### GIVEN INSTRUCTION
How many lines in the listing below contain the string "headlights", counting only matches with the same capitalization? Reply with the number alone.

Portion of a data file:
============================================================

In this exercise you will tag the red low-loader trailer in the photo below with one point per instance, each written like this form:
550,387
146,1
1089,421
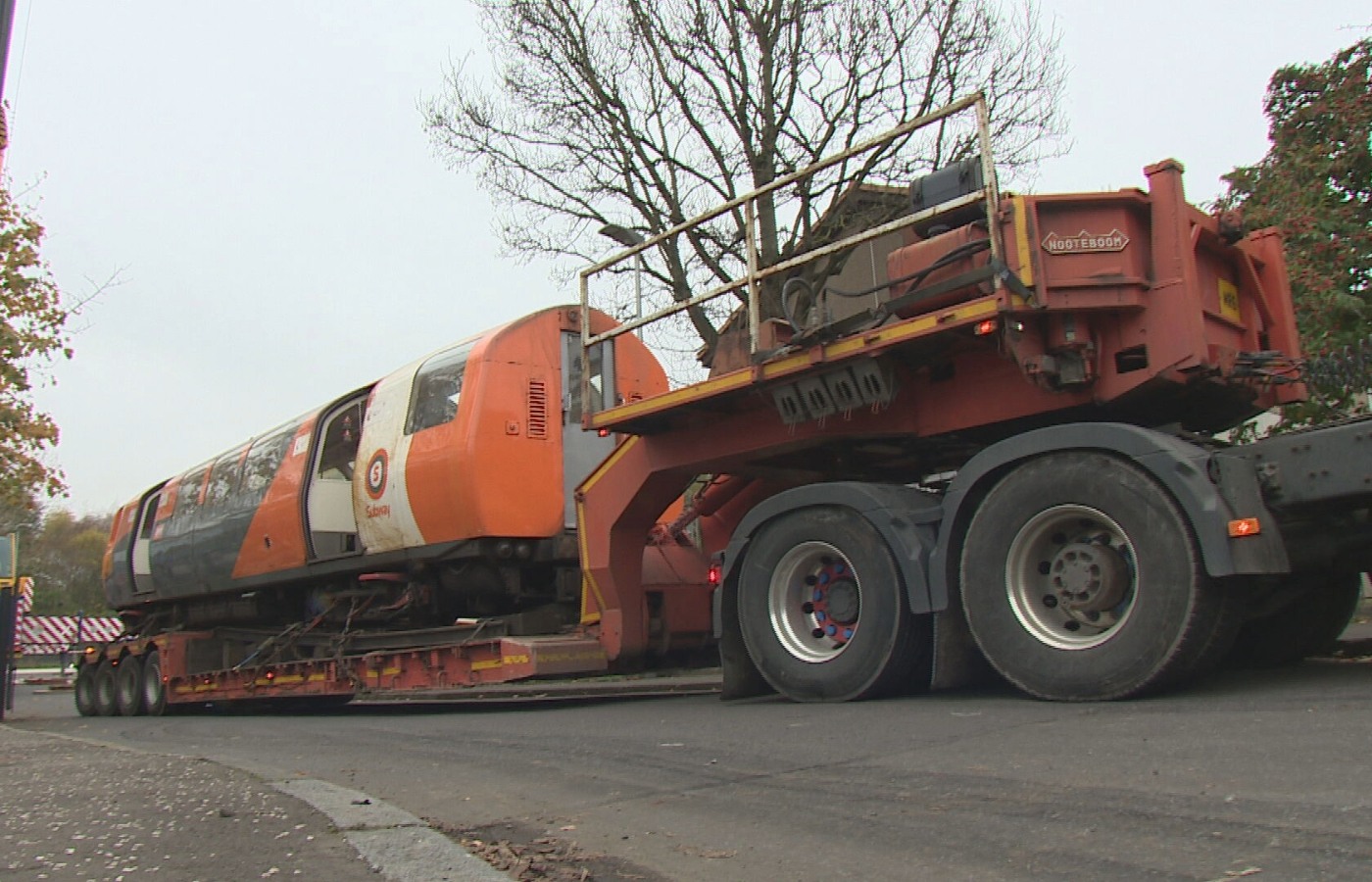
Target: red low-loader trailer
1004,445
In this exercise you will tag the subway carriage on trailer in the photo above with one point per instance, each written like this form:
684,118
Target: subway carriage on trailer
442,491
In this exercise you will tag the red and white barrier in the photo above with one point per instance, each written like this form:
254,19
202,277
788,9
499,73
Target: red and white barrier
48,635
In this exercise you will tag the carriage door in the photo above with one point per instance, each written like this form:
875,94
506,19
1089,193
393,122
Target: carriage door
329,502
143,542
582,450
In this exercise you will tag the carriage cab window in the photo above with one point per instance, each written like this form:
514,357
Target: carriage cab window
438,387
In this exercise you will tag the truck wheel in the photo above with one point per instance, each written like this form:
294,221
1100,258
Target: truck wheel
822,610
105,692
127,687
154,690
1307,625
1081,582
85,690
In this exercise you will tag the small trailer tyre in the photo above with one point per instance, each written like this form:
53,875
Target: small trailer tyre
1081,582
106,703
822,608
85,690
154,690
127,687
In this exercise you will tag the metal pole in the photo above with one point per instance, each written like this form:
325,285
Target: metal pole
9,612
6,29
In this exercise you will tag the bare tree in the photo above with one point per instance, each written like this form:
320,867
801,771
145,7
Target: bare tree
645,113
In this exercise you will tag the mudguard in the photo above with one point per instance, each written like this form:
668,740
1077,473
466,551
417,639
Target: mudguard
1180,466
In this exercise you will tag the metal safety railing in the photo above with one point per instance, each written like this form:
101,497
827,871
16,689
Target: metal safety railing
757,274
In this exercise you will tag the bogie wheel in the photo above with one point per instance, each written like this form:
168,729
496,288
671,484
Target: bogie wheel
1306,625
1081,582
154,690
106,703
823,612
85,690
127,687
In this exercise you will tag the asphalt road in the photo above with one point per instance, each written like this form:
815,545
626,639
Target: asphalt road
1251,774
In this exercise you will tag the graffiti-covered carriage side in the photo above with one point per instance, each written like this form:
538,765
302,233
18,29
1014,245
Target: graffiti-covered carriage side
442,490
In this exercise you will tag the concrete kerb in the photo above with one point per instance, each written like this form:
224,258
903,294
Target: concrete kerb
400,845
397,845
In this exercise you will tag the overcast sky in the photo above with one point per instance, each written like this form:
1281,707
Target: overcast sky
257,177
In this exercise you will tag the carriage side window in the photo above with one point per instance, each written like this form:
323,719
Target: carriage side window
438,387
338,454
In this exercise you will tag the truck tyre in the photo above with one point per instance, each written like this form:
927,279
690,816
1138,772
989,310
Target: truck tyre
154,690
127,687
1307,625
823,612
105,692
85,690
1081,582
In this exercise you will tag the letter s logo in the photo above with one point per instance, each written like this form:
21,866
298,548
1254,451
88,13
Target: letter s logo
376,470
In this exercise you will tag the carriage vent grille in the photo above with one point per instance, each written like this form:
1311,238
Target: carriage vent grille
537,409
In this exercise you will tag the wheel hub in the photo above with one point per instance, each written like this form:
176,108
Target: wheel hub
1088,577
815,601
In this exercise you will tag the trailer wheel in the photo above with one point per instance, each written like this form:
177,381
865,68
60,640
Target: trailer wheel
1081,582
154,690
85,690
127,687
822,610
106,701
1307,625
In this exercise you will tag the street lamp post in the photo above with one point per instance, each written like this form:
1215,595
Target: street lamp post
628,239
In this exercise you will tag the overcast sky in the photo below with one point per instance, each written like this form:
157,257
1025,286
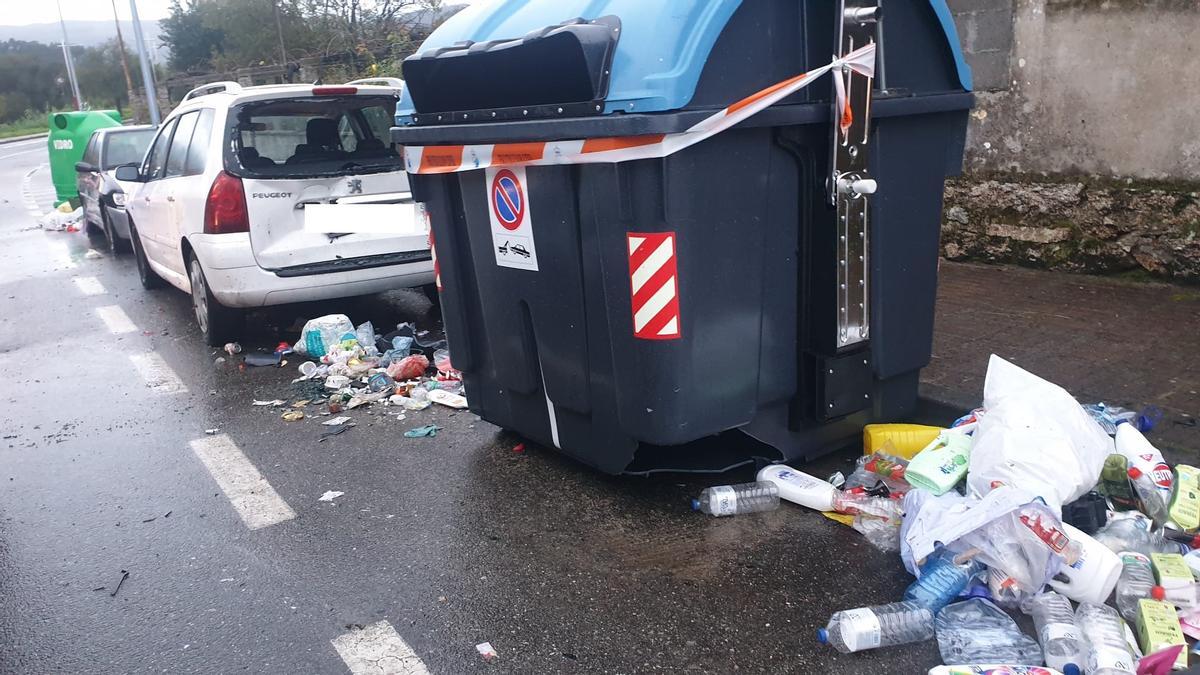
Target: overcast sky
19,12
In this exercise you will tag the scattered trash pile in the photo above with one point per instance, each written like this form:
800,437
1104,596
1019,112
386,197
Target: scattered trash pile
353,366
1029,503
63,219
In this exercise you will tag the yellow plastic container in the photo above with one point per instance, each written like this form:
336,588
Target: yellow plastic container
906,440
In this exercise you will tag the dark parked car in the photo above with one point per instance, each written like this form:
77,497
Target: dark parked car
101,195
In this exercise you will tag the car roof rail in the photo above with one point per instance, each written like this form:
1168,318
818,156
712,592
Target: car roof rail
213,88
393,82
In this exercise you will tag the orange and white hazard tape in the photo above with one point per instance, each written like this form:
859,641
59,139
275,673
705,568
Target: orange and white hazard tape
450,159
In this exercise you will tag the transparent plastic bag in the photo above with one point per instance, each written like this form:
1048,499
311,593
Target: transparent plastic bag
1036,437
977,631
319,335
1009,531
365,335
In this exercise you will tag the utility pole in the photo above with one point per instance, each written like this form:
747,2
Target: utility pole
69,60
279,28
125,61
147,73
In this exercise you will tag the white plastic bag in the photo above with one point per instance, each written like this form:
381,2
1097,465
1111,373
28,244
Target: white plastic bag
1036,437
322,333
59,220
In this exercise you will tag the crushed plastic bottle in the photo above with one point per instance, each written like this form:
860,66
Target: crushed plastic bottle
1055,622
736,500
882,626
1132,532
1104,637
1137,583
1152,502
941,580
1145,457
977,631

============================================================

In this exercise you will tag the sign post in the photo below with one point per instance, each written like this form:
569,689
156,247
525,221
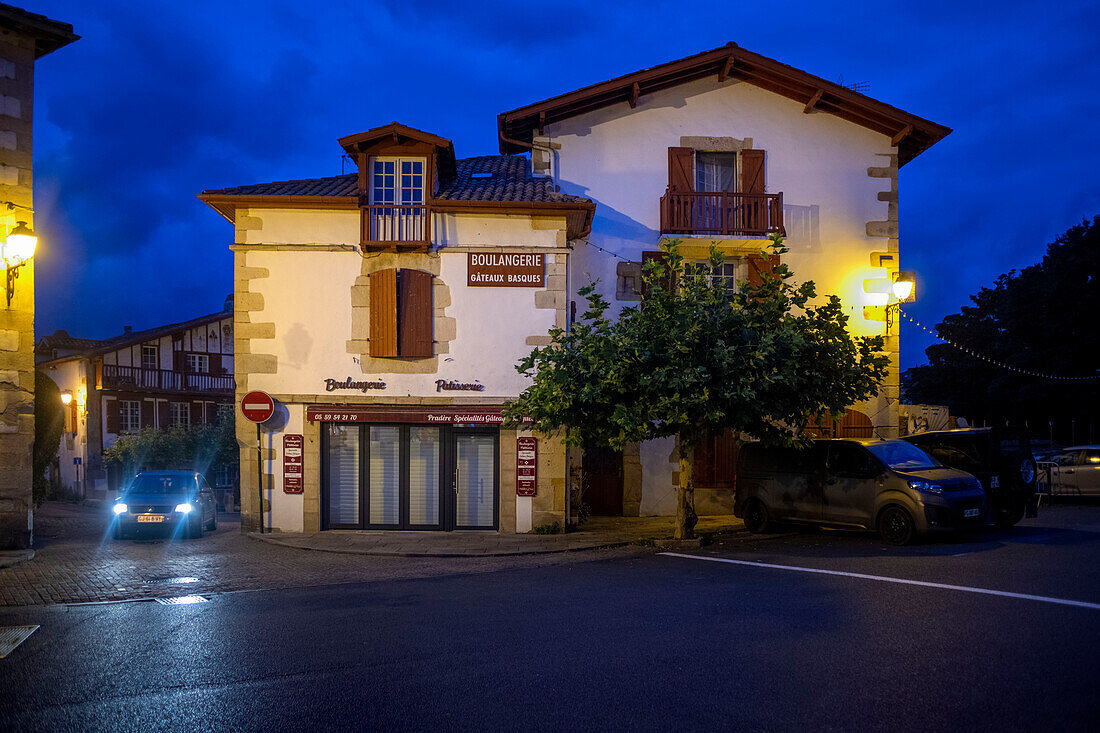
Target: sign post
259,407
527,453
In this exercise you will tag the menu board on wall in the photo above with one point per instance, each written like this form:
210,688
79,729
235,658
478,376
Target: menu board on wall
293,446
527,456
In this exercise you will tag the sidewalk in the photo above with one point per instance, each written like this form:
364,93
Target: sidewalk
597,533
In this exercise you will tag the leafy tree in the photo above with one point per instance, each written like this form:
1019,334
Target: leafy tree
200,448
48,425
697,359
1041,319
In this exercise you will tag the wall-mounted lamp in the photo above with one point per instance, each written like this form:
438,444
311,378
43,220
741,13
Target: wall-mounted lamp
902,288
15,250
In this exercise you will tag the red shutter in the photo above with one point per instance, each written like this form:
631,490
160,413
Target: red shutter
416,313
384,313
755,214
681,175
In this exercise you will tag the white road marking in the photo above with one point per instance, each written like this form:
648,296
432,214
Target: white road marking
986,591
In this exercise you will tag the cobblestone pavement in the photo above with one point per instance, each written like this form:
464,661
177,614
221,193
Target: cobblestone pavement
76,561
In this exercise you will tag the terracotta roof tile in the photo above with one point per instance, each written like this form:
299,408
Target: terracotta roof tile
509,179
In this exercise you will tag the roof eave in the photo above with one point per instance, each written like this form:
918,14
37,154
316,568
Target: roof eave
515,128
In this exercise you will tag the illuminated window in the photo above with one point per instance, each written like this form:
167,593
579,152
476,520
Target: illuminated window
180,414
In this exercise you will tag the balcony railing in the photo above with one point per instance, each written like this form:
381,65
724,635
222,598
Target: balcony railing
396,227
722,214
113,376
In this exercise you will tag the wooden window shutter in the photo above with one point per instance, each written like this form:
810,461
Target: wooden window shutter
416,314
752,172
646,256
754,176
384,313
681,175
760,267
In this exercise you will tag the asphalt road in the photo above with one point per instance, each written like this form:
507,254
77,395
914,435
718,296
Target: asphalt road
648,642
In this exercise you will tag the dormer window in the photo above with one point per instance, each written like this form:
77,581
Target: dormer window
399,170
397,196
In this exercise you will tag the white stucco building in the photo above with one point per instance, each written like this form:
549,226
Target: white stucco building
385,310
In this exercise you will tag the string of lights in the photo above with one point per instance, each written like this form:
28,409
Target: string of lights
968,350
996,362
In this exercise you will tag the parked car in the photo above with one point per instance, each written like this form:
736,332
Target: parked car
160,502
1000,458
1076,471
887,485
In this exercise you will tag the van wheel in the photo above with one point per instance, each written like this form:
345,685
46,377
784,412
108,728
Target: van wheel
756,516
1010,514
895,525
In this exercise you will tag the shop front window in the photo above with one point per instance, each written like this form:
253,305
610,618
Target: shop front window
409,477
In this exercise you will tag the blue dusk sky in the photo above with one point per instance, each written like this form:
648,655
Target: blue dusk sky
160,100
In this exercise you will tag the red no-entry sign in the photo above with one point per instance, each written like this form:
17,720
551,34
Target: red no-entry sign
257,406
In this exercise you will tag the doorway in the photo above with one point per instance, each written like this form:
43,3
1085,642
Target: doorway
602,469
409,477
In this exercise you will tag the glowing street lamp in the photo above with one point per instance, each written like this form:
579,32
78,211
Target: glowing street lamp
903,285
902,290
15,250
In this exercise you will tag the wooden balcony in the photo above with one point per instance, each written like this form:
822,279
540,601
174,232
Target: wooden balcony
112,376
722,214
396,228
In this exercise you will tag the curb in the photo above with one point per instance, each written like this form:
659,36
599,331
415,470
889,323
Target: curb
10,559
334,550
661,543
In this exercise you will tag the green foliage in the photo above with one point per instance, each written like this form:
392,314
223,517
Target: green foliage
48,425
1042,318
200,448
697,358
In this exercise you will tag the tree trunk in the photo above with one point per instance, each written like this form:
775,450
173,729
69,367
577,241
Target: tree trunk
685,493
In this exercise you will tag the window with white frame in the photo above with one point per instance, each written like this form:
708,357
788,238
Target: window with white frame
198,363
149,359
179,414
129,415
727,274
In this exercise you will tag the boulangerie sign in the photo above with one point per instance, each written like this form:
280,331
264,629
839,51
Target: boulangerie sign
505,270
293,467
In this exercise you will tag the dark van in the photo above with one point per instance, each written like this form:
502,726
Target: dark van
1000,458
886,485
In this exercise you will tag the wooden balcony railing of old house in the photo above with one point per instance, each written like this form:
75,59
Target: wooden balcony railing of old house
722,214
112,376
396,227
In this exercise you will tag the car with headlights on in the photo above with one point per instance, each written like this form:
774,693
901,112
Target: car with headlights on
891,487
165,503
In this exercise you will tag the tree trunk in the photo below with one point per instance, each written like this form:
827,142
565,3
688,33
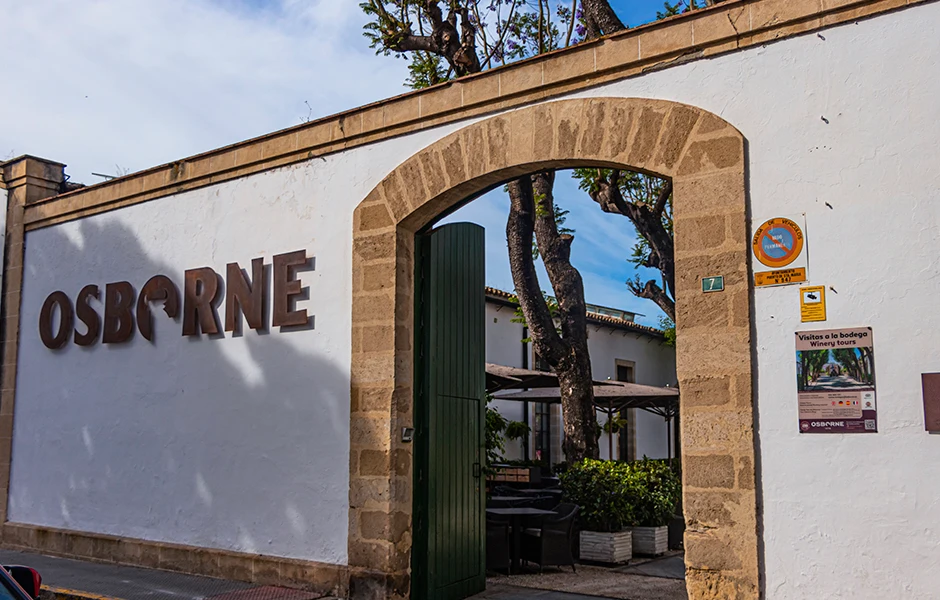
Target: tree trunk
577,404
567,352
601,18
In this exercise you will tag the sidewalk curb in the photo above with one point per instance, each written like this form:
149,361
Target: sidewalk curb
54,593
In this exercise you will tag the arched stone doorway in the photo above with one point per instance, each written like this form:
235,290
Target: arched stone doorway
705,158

============================================================

### RESPONSE TO THIS TASK
2